» Text under study
‘Cursed soldier’ hero finally laid to rest after long-lost remains found in unmarked grave
A solider described as one of the “bravest and most dynamic” of Poland’s Cursed Soldiers has finally been honoured with a public funeral following the discovery of his remains last year.
Codenamed ‘Lufa’, 2nd Lieutenant Henryk Wieliczko continued to fight for Poland against the Soviet Union following the defeat of Nazi Germany.
Murdered by communists in Lublin Castle in 1949, his body was thrown into an unmarked grave where it lay forgotten for six decades.
His remains were finally discovered last year by workers from the Institute of National Remembrance (IPN) in what was described as ‘a major breakthrough’.
Speaking at his funeral, Professor Krzysztof Szwagrzyk vice-president of the IPN said: “For many, many years we were all condemned to wipe our hero from our collective memory. (...) We waited a very long time for that day when we would find his remains. The day we waited for, came on 15 April 2021.”
A highly regarded solider active during WWII, Wieliczko was determined to continue the fight for Polish Independence after the country’s takeover by the communists after the war.
Serving from 1943 in a Home Army unit commanded by Capt. Wincenty Mroczkowski, before joining the 5th Home Army Vilnius Brigade, Wieliczko took part in the brigade’s most important operations against the Germans in January 1944 and against Soviet partisans in February 1944.

» Exercise requirements
Copy out word for word the passage of the article on Henryk Wieliczko's funeral that opens with the words containing "Speaking at his" and closes with "after the war.".

» Record set
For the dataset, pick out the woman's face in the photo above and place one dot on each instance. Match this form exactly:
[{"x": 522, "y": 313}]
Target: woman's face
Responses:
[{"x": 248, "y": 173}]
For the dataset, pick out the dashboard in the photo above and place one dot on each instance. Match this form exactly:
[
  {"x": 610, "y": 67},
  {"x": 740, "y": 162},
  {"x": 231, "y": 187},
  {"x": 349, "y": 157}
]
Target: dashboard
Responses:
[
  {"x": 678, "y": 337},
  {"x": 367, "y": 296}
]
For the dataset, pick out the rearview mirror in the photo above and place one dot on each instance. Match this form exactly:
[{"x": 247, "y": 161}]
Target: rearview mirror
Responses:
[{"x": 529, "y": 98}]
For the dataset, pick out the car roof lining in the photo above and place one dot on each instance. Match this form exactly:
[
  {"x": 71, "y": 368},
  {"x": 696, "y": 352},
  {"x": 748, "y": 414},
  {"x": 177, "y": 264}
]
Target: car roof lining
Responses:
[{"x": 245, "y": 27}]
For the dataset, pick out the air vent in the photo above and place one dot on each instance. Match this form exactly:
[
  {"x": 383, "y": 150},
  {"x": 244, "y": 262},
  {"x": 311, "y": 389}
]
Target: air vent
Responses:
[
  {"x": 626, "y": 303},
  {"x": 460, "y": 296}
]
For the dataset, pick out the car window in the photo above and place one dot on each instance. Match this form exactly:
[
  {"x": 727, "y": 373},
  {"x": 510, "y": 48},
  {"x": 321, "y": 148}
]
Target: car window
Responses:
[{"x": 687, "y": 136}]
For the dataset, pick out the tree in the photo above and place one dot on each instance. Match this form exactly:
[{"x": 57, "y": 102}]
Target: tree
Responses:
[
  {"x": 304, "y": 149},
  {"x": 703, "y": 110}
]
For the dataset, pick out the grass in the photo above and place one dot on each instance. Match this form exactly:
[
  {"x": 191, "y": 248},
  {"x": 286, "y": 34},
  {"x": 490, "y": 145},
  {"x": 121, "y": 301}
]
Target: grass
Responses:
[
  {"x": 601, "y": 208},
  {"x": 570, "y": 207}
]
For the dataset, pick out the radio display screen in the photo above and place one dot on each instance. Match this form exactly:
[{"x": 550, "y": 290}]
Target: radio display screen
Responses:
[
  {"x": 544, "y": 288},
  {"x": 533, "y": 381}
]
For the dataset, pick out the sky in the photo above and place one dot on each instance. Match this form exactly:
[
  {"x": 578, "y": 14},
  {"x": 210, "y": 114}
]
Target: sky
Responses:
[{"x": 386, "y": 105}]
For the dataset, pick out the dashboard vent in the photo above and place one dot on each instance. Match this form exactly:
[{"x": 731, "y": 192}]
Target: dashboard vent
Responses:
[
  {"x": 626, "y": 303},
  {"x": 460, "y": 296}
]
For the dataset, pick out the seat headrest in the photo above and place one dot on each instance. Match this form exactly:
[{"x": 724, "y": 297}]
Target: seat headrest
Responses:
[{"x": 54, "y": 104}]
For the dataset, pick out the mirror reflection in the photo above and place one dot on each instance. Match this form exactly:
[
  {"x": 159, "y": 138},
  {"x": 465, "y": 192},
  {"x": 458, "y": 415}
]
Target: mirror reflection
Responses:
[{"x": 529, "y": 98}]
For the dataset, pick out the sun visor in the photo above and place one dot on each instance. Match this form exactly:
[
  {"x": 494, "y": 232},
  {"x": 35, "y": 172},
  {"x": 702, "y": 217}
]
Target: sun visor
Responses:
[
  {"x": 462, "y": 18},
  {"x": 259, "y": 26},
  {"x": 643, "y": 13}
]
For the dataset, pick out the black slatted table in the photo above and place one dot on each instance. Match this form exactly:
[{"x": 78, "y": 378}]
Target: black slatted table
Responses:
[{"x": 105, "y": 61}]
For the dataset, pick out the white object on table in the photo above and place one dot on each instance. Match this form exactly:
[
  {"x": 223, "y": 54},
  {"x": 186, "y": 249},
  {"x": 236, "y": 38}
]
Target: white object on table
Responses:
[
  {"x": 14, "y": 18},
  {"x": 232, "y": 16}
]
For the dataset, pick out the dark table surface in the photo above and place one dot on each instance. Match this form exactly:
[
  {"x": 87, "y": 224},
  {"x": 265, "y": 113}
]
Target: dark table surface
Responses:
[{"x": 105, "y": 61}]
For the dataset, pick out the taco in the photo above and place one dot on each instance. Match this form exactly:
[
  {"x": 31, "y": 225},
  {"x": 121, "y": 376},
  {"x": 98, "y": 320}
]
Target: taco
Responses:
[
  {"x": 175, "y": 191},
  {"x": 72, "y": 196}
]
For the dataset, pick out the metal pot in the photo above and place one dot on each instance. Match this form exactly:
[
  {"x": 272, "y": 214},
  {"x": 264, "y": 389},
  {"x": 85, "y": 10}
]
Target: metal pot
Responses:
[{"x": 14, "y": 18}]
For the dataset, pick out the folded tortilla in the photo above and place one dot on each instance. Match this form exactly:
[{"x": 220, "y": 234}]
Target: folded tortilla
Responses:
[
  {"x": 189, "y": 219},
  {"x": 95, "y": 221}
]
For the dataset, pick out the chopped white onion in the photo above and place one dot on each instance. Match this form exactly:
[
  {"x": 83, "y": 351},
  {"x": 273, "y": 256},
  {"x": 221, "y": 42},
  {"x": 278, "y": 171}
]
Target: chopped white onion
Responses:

» Solution for this problem
Speaking at his funeral, Professor Krzysztof Szwagrzyk vice-president of the IPN said: “For many, many years we were all condemned to wipe our hero from our collective memory. (...) We waited a very long time for that day when we would find his remains. The day we waited for, came on 15 April 2021.”
A highly regarded solider active during WWII, Wieliczko was determined to continue the fight for Polish Independence after the country’s takeover by the communists after the war.